[Data supplied]
========================

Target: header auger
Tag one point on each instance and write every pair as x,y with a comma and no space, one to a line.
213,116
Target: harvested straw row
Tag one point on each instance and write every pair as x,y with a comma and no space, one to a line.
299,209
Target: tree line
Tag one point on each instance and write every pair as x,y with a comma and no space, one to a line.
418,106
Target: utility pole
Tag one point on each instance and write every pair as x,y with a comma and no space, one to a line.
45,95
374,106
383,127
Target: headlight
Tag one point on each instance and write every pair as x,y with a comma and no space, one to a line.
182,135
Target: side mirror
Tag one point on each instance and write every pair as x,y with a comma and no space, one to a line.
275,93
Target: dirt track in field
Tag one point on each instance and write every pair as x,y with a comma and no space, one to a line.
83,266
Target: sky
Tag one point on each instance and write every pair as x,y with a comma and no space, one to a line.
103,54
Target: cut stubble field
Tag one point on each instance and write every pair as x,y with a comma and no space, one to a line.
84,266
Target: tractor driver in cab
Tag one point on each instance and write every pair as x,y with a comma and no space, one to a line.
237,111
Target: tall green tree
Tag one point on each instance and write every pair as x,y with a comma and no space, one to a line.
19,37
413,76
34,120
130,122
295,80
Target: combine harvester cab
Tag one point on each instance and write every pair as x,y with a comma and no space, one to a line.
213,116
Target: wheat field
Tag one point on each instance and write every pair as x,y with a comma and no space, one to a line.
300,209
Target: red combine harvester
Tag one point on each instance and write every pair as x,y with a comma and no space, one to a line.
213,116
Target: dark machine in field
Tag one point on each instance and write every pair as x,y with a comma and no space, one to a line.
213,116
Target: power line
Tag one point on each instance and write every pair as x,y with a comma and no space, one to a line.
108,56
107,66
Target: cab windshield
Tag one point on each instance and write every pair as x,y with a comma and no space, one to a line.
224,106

========================

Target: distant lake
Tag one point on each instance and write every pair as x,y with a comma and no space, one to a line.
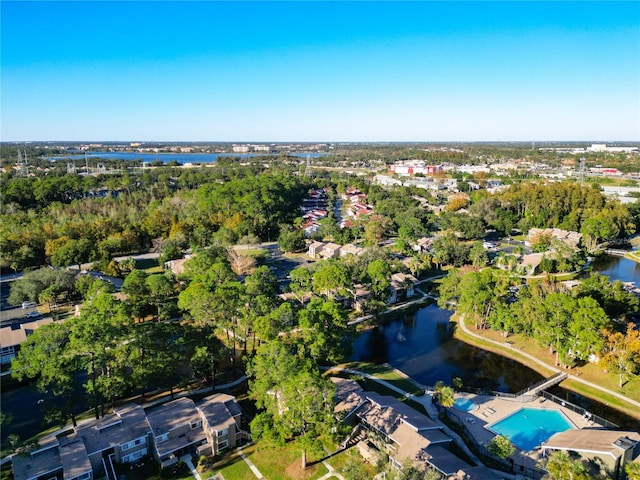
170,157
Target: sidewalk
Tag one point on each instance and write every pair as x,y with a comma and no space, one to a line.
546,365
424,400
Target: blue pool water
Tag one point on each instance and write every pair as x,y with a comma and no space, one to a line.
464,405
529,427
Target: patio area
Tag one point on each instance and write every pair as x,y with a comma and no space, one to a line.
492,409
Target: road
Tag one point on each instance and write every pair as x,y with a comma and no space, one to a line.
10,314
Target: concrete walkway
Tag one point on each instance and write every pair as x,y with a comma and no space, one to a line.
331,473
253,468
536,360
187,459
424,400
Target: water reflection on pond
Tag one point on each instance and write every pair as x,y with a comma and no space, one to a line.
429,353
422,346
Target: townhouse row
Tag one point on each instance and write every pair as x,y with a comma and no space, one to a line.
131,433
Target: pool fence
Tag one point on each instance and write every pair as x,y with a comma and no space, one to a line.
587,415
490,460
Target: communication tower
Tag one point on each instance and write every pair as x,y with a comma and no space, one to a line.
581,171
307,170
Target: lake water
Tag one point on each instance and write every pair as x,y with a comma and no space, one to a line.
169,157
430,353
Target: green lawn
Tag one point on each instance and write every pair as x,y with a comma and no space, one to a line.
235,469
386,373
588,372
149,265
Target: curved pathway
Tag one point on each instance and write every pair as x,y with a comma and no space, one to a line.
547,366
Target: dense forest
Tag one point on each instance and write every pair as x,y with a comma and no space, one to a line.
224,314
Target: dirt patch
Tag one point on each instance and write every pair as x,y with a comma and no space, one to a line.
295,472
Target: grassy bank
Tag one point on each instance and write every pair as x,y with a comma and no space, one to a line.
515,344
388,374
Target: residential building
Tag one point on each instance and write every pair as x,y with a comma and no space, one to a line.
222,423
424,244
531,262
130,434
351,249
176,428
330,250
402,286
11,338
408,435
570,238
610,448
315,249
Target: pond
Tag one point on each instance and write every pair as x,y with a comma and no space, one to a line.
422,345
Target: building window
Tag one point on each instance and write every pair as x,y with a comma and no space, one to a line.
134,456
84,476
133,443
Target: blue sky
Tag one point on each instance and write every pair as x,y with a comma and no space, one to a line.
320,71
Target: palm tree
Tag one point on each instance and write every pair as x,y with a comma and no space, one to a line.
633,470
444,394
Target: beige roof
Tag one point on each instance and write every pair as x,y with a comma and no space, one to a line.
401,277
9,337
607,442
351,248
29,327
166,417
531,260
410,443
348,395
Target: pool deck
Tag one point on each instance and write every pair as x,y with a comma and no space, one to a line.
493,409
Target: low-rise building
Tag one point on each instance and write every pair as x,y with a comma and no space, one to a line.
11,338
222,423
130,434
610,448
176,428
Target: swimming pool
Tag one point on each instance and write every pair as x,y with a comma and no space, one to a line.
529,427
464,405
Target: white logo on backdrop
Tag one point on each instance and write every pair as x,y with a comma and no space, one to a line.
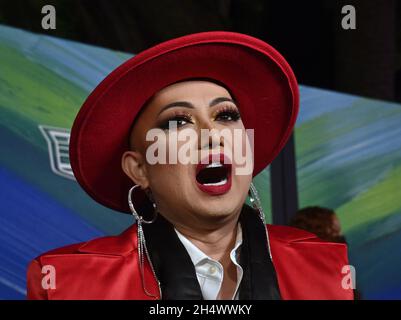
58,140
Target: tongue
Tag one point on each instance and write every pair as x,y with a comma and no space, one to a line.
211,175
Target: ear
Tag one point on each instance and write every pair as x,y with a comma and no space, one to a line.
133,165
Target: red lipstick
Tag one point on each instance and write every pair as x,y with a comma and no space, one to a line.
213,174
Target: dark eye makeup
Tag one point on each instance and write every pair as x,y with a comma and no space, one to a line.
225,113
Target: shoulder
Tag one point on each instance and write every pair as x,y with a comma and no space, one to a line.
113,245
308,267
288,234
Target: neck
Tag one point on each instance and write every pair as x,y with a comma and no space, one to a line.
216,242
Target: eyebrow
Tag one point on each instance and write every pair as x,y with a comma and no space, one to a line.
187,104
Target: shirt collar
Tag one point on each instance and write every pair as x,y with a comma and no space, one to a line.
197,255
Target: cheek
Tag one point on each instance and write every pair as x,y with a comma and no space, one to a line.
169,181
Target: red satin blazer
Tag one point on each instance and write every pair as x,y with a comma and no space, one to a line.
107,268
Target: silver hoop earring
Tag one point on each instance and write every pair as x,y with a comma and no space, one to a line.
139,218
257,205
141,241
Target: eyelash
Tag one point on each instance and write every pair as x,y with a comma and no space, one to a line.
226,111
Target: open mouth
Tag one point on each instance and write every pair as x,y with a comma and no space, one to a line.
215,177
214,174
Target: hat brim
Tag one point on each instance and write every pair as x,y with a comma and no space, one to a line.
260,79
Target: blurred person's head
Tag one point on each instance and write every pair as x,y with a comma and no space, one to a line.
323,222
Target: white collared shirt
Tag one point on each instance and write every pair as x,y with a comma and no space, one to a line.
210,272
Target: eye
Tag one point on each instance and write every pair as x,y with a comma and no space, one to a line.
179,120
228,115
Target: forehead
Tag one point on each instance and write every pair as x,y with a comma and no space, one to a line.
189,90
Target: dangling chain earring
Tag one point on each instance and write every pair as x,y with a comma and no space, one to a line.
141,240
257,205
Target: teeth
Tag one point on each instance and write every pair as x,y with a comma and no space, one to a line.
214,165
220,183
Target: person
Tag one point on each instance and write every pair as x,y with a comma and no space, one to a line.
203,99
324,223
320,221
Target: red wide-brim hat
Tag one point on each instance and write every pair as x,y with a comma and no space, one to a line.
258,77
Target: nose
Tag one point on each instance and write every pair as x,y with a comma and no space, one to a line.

========================

[Work to complete]
Look above for the line holding "Target: dense forest" and the line holding "Target: grassy bank". Retype both, and every line between them, word for word and nothing else.

[Solution to the problem]
Target: dense forest
Tag one point on each instance and write every pair as x,y with a comma and no space, one to a line.
224,314
Target: dirt patch
Tag one point on each instance and write every pair as x,y with a comma and no space, one to a line.
295,472
Target: grassy bank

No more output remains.